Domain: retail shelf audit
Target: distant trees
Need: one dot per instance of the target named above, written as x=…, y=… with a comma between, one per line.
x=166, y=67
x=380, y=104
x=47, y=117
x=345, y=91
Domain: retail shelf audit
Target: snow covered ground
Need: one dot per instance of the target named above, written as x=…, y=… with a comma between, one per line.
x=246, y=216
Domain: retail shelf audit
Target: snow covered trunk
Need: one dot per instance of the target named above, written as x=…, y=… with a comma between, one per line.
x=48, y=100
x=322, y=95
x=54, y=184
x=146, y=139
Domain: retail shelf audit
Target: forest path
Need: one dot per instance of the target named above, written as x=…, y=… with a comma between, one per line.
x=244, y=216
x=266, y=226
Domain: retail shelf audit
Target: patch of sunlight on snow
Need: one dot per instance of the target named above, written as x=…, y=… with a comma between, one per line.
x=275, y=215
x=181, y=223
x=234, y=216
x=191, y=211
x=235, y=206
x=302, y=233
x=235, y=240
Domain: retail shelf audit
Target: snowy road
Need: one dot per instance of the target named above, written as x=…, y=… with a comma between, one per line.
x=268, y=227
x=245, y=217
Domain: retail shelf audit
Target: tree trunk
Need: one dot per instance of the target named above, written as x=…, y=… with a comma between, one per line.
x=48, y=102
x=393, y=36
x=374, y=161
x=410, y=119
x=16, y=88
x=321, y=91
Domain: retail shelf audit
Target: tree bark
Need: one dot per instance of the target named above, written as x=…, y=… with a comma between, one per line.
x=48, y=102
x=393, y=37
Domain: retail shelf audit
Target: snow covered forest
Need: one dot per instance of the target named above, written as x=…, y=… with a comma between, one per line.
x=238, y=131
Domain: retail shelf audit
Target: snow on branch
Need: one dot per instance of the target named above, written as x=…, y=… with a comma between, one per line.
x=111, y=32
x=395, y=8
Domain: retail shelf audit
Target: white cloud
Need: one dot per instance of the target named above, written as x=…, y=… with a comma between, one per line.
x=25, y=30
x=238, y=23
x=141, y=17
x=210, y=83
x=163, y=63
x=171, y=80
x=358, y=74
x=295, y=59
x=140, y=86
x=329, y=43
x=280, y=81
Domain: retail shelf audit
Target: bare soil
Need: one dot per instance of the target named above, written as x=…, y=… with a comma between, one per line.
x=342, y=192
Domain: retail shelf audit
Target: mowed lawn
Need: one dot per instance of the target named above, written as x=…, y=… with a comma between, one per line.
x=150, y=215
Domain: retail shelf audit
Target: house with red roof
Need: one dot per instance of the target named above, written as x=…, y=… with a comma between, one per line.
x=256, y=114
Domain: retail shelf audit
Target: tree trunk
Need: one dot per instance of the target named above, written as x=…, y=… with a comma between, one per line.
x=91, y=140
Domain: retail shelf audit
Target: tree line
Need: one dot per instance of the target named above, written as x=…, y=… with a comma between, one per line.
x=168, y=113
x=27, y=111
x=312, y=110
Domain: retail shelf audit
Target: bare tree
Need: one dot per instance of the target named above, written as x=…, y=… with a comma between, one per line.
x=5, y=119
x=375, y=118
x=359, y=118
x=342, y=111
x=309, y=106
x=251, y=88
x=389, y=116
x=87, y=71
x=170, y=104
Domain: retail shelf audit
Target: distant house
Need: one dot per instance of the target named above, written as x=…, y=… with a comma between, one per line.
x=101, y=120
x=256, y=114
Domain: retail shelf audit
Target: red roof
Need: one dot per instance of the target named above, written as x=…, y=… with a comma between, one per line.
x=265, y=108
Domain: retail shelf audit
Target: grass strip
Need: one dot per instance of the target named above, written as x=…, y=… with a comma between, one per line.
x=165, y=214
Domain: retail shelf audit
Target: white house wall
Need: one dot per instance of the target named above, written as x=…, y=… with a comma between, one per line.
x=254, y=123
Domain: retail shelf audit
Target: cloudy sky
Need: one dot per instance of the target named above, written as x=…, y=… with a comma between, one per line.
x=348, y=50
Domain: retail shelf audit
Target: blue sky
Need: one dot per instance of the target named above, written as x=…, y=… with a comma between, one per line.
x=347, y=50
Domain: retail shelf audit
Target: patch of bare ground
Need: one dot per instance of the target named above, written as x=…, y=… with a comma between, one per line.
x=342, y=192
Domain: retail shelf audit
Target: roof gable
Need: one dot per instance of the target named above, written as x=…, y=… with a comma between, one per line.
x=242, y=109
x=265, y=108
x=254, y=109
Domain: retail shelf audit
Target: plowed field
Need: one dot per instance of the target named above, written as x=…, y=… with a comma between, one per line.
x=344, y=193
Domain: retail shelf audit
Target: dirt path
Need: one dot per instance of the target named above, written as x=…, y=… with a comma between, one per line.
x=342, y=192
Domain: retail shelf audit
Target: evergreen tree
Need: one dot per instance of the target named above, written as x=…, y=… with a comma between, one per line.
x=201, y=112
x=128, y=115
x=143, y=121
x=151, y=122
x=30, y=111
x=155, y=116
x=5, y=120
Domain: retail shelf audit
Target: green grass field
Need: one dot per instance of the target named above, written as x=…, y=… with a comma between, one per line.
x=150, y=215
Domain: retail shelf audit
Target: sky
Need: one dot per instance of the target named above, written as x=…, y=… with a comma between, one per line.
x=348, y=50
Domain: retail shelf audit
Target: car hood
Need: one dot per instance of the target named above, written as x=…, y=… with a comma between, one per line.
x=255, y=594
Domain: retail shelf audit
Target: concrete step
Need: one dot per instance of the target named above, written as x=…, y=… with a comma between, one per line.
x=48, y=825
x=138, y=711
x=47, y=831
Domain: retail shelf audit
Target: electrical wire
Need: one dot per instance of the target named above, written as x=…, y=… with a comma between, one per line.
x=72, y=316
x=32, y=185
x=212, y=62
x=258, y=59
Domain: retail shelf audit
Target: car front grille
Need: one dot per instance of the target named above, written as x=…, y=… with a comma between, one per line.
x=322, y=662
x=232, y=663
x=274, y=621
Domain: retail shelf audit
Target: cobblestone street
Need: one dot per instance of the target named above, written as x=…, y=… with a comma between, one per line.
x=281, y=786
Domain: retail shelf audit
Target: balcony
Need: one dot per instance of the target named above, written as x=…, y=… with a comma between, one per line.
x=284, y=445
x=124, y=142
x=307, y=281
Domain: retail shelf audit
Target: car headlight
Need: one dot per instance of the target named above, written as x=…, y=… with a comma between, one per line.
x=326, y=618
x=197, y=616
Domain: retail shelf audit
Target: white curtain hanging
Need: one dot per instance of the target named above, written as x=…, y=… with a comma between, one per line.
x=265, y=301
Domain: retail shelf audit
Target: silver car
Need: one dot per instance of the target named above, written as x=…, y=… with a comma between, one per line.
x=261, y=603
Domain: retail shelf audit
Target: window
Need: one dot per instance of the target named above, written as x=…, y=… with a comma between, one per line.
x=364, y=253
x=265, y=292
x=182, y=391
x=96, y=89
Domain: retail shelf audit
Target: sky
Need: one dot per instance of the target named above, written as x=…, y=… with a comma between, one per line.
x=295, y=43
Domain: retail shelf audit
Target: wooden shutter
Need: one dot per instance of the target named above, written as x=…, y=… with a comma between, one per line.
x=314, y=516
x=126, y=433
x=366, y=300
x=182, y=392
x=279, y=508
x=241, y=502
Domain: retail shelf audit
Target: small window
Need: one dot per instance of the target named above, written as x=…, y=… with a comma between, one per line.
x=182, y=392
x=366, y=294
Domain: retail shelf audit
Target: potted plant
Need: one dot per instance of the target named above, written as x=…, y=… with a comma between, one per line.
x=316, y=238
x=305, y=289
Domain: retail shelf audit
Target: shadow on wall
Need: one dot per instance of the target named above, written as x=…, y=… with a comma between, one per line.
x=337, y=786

▸ The problem:
Restate verbatim all lines from the start of the data through the line containing "Target: white cloud", with both ends kept.

▸ Output of the task:
Domain: retail shelf audit
Target: distant trees
Need: one dot per instance of the target named above, written as x=…, y=… with a comma between, one per line.
x=166, y=67
x=380, y=104
x=47, y=117
x=345, y=91
Domain: retail shelf audit
Target: snow covered ground
Need: one dot per instance of the target named above, written as x=…, y=… with a comma between, one per line.
x=246, y=216
Domain: retail shelf audit
Target: snow covered trunk
Need: one dot per instance of the target named above, written as x=…, y=… with a comma between, one per line.
x=48, y=100
x=322, y=95
x=54, y=184
x=146, y=139
Domain: retail shelf audit
Target: forest path
Need: one dot per instance of the target named above, written as x=…, y=… with a comma between, one per line.
x=244, y=216
x=266, y=226
Domain: retail shelf audit
Target: patch of sunlight on snow
Need: one dot per instance of the target named above, written as x=…, y=… with a comma between, one per line.
x=275, y=215
x=181, y=223
x=234, y=216
x=191, y=211
x=235, y=206
x=302, y=233
x=235, y=240
Domain: retail shelf audit
Target: snowy road
Need: one dot per instance of the target named above, written as x=…, y=… with a comma between, one per line.
x=268, y=227
x=245, y=217
Domain: retail shelf audit
Target: tree trunk
Need: one dot per instance of the target named above, written as x=…, y=… with a comma between, one per line.
x=48, y=102
x=393, y=36
x=374, y=161
x=410, y=119
x=16, y=88
x=321, y=91
Domain: retail shelf audit
Target: tree bark
Need: one dot per instance of the target named above, written as x=…, y=… with a comma between, one per line.
x=48, y=102
x=393, y=37
Domain: retail shelf audit
Target: snow covered forest
Need: one dot per instance of the target named above, written as x=…, y=… with a comma between, one per line.
x=238, y=131
Domain: retail shelf audit
Target: snow on branch
Need: one dot per instance of the target named above, written as x=…, y=… with a comma between, one per line.
x=111, y=32
x=395, y=8
Domain: retail shelf audit
Target: white cloud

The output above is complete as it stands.